EXERCISE BRIEF: Rewrite the lines below as a Markdown table with two columns, Row and Line, giving each line its own numbered row and omitting blank lines.

EXERCISE DATA:
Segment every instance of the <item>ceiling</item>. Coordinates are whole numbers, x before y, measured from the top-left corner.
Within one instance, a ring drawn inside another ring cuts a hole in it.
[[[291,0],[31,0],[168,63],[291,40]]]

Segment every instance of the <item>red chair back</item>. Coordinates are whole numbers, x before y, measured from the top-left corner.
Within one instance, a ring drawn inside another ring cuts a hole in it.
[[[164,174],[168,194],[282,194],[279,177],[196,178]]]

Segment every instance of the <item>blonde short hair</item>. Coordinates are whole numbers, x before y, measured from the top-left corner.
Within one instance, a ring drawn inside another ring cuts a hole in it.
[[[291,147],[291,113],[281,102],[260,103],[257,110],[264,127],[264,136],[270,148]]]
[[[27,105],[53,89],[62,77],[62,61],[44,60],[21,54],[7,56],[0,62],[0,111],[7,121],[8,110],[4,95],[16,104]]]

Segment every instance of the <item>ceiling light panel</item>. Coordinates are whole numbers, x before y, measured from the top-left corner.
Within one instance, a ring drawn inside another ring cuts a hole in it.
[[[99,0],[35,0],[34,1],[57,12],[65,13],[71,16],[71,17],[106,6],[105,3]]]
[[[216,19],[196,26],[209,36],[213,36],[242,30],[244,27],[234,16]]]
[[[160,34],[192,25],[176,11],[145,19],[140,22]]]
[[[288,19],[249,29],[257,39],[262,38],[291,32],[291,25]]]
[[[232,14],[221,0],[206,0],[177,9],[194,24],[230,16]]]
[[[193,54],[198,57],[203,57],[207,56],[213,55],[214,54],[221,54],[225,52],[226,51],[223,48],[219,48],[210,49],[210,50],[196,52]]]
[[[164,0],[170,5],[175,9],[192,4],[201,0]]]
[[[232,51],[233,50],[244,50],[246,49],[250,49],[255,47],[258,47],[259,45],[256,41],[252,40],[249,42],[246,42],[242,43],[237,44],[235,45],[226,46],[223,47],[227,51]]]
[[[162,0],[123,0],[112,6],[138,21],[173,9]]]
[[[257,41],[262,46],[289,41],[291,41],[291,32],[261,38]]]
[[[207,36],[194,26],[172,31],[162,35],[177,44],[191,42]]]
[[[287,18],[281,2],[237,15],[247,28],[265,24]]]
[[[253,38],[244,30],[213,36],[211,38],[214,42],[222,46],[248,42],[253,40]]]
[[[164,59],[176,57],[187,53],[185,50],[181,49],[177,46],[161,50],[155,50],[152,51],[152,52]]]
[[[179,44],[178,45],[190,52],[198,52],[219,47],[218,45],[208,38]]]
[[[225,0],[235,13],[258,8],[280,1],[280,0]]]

THE SOLUTION:
| Row | Line |
|---|---|
| 1 | Segment every instance of the <item>ceiling</item>. Coordinates are whole numbers, x before y, measured from the top-left corner. |
| 2 | Within one instance, a ring drawn inside another ring cuts a hole in it. |
| 3 | [[[291,0],[31,0],[168,63],[291,40]]] |
| 4 | Segment every instance of the <item>red chair back</item>. Coordinates are whole numbers, x before y, measured from the top-left corner. |
| 5 | Within one instance, a ring drawn inside another ring cuts a hole in it. |
| 6 | [[[164,174],[168,194],[282,194],[279,177],[196,178]]] |
| 7 | Segment every instance of the <item>blonde short hair</item>. Coordinates are whole numbers, x before y, measured from the top-left corner. |
| 8 | Within one instance, a ring drawn inside another ring cuts a hole in it. |
| 9 | [[[291,147],[291,113],[281,102],[260,103],[257,110],[264,127],[264,136],[270,148]]] |
| 10 | [[[27,105],[53,89],[62,77],[62,61],[44,60],[21,54],[7,56],[0,62],[0,111],[7,121],[8,110],[4,95],[16,104]]] |
| 11 | Segment every instance of the <item>ceiling light panel</item>. Coordinates are whole numbers, x before y, measured from the top-left corner. |
| 12 | Within one instance, a ring drawn inside another ring cuts a hole in it. |
| 13 | [[[99,0],[35,0],[34,1],[57,12],[65,13],[71,16],[71,17],[106,6],[105,3]]] |
| 14 | [[[216,19],[196,26],[209,36],[213,36],[242,30],[244,27],[234,16]]] |
| 15 | [[[160,34],[192,25],[176,11],[145,19],[140,22]]] |
| 16 | [[[288,19],[249,29],[257,39],[262,38],[291,32],[291,25]]] |
| 17 | [[[232,14],[221,0],[206,0],[177,9],[194,24],[230,16]]] |
| 18 | [[[193,54],[198,57],[203,57],[207,56],[213,55],[214,54],[221,54],[225,52],[226,51],[223,48],[219,48],[210,49],[210,50],[196,52]]] |
| 19 | [[[164,0],[170,5],[175,9],[192,4],[201,0]]] |
| 20 | [[[232,51],[233,50],[244,50],[246,49],[250,49],[255,47],[258,47],[259,45],[256,41],[252,40],[249,42],[246,42],[242,43],[237,44],[235,45],[226,46],[223,47],[227,51]]] |
| 21 | [[[162,0],[123,0],[112,6],[138,21],[173,9]]] |
| 22 | [[[257,41],[262,46],[289,41],[291,41],[291,32],[261,38]]] |
| 23 | [[[207,36],[194,26],[172,31],[162,35],[177,44],[191,42]]] |
| 24 | [[[287,18],[281,2],[237,15],[247,28],[265,24]]] |
| 25 | [[[253,38],[244,30],[213,36],[211,38],[214,42],[222,46],[248,42],[253,40]]] |
| 26 | [[[164,59],[176,57],[187,53],[185,50],[181,49],[177,46],[161,50],[155,50],[152,51],[152,52]]] |
| 27 | [[[179,44],[178,45],[190,52],[198,52],[219,47],[218,45],[208,38]]] |
| 28 | [[[225,0],[235,13],[258,8],[280,1],[280,0]]] |